→ Given task
Rewrite the records starting at their first line and ending at the line that contains "[256,439,436,974]", swapping "young girl" for "small child" and leaving everything else as it is.

→ Excerpted records
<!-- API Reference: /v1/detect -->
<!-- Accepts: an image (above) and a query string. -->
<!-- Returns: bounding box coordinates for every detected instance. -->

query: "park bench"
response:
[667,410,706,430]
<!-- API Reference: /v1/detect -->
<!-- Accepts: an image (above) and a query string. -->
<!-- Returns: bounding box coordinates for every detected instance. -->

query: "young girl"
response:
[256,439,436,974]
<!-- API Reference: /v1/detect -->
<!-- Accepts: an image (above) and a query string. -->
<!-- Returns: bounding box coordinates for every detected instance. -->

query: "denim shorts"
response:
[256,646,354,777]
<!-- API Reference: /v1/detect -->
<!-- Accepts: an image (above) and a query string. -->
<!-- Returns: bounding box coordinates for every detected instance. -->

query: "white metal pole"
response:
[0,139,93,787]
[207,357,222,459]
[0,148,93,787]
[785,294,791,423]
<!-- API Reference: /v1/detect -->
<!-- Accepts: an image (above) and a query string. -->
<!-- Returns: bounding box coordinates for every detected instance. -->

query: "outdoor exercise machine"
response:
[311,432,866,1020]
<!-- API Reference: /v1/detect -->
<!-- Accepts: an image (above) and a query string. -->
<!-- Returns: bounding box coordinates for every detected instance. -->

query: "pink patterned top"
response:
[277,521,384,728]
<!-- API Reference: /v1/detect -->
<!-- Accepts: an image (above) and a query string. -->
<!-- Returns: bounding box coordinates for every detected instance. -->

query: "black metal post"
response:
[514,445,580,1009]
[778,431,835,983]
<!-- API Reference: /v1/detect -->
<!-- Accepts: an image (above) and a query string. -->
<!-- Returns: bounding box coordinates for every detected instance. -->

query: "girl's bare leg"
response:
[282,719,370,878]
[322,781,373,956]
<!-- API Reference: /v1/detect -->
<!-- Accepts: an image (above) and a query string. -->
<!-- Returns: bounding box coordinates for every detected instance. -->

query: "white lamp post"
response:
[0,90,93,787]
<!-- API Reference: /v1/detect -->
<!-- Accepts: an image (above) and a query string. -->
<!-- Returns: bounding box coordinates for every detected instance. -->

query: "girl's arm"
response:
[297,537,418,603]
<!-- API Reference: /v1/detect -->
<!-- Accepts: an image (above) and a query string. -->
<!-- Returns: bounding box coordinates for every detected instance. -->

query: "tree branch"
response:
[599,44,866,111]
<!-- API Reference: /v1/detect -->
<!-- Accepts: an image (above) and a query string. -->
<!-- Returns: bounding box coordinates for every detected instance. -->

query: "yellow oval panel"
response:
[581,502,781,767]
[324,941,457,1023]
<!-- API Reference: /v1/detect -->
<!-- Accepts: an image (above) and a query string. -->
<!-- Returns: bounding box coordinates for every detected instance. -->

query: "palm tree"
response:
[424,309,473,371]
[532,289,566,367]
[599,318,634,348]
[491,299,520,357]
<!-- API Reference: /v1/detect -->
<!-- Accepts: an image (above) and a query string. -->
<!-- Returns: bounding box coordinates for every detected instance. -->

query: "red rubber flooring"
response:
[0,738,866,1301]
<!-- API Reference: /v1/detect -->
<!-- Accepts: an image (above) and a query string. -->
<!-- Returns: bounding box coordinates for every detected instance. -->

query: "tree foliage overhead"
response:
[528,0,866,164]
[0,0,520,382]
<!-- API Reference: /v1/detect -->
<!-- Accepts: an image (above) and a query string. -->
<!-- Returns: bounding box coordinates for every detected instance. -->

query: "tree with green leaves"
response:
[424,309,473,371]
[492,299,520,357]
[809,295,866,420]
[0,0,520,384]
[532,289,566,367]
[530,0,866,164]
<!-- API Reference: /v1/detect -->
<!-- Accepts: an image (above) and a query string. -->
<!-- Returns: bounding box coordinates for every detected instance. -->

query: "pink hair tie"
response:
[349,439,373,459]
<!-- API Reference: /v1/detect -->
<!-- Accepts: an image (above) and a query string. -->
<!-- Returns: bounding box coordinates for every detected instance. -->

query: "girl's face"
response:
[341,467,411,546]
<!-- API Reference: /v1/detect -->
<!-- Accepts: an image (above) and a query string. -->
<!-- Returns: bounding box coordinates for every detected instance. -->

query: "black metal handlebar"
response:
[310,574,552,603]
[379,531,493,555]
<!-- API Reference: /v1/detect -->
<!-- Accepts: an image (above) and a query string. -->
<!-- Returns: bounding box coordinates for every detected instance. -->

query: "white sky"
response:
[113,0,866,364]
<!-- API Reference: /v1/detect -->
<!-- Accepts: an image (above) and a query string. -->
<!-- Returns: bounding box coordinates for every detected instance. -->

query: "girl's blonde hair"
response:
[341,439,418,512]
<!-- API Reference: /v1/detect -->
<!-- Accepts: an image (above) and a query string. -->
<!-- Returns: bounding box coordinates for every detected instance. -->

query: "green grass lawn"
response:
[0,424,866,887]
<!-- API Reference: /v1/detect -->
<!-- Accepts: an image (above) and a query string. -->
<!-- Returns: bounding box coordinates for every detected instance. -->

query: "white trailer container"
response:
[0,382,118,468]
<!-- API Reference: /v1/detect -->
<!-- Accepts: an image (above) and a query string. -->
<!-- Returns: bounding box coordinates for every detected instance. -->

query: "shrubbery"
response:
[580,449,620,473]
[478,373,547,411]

→ The reply
<!-- API Reference: /v1/detect -->
<!-- Accepts: an image (above) and a query string. -->
<!-- Returns: bounding box coordinates for every detected instance. -->

query: "park bench"
response:
[667,410,706,430]
<!-- API Reference: /v1/detect -->
<!-- Accepts: an image (above) and a query string. -->
<!-- Returns: bounding box coordinates for every detected instance. -->

query: "small child"
response:
[256,439,436,974]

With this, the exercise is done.